Back to Asia: A Sneak Peak of Bio-IT World Asia

May 1, 2013

By Bio-IT World Editors 
 
May 1, 2013 | Bio-IT World is hosting its second annual Bio-IT World Asia event in Singapore at the end of May—expanded to five tracks—and this year co-located with the inaugural Molecular Medicine Tri-Con Asia. If the plush location at the Marina Bay Sands hotel wasn’t incentive enough, there are four days packed with essential life sciences programming covering IT infrastructure, the cloud, clinical and cancer genomics, bioinformatics and more. Our editorial wishlist is long, but here are a few highlights. 
 
Sir David Lane (A*STAR; Director, p53 Laboratory) will give the opening keynote, discussing the need for novel drugs that can disrupt protein-protein interactions and profiling two such drugs that have emerged from the cancer genome project. Novel methods of developing such inhibitors include the development of stapled peptides and new peptidomimetics. The challenges of developing this exciting new class of medicines will be discussed with reference to the action of Mdm2 inhibitors that activate the p53 pathway and the action pro-apoptotic BH3 mimetics that induce apoptosis. Tuesday, 28 May | 9:00
 
Most of the severe, congenital genetic disorders are caused by rare deleterious DNA variants, resulting either from recessively inherited or de novo DNA lesions in the affected individuals.  Paul Tam (The University of Hong Kong), will discuss how researchers use high-density SNP chips and next generation sequencing for the discovery of genomic lesions underlying congenital disorders.

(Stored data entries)

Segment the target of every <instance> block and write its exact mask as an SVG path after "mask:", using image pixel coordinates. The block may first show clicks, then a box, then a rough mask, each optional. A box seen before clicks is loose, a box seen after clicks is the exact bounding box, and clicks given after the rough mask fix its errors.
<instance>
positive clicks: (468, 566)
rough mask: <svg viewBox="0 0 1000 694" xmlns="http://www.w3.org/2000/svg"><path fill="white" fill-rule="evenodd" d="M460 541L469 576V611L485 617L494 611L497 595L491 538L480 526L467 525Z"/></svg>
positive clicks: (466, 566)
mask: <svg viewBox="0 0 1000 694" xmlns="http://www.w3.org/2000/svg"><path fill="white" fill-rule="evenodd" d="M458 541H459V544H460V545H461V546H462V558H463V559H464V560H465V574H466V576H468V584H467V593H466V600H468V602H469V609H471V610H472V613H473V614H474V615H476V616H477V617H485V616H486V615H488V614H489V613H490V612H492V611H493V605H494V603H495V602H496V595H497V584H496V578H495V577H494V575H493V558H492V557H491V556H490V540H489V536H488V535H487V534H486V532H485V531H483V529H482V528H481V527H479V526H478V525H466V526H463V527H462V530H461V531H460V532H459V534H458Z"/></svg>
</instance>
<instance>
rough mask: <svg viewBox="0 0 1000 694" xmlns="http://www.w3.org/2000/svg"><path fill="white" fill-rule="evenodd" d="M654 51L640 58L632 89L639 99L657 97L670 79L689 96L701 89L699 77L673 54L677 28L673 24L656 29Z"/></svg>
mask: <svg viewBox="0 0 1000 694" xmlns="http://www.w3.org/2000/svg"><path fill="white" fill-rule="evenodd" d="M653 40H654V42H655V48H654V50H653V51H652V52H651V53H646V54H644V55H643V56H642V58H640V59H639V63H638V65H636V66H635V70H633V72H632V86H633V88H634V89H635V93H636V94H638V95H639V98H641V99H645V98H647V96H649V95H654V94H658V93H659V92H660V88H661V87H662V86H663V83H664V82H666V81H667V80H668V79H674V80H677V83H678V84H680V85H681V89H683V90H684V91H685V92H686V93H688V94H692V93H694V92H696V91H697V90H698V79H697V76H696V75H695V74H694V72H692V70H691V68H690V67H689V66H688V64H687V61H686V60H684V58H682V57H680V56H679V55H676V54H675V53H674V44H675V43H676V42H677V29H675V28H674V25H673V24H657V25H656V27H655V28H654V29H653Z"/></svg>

Explore the material:
1 – Translate this sentence from the Bio-IT World Asia preview into Spanish: "Our editorial wishlist is long, but here are a few highlights."
2 – Based on the Bio-IT World Asia preview, decide whether each statement agrees with the text. Answer yes or no for each, and quote the words that decide it. (a) The event takes place at the Marina Bay Sands hotel. (b) This year's Bio-IT World Asia is the first one held. (c) Paul Tam gives the opening keynote.
3 – From the Bio-IT World Asia preview, copy out word for word the stretch from "By Bio-IT World" through "a few highlights.".

Activity answers:
1 – Nuestra lista editorial de deseos es larga, pero estos son algunos de los puntos destacados.

2 –
(a) Yes: "the plush location at the Marina Bay Sands hotel"
(b) No: "its second annual Bio-IT World Asia event"
(c) No: "Sir David Lane (A*STAR; Director, p53 Laboratory) will give the opening keynote"

3 –
By Bio-IT World Editors 
 
May 1, 2013 | Bio-IT World is hosting its second annual Bio-IT World Asia event in Singapore at the end of May—expanded to five tracks—and this year co-located with the inaugural Molecular Medicine Tri-Con Asia. If the plush location at the Marina Bay Sands hotel wasn’t incentive enough, there are four days packed with essential life sciences programming covering IT infrastructure, the cloud, clinical and cancer genomics, bioinformatics and more. Our editorial wishlist is long, but here are a few highlights.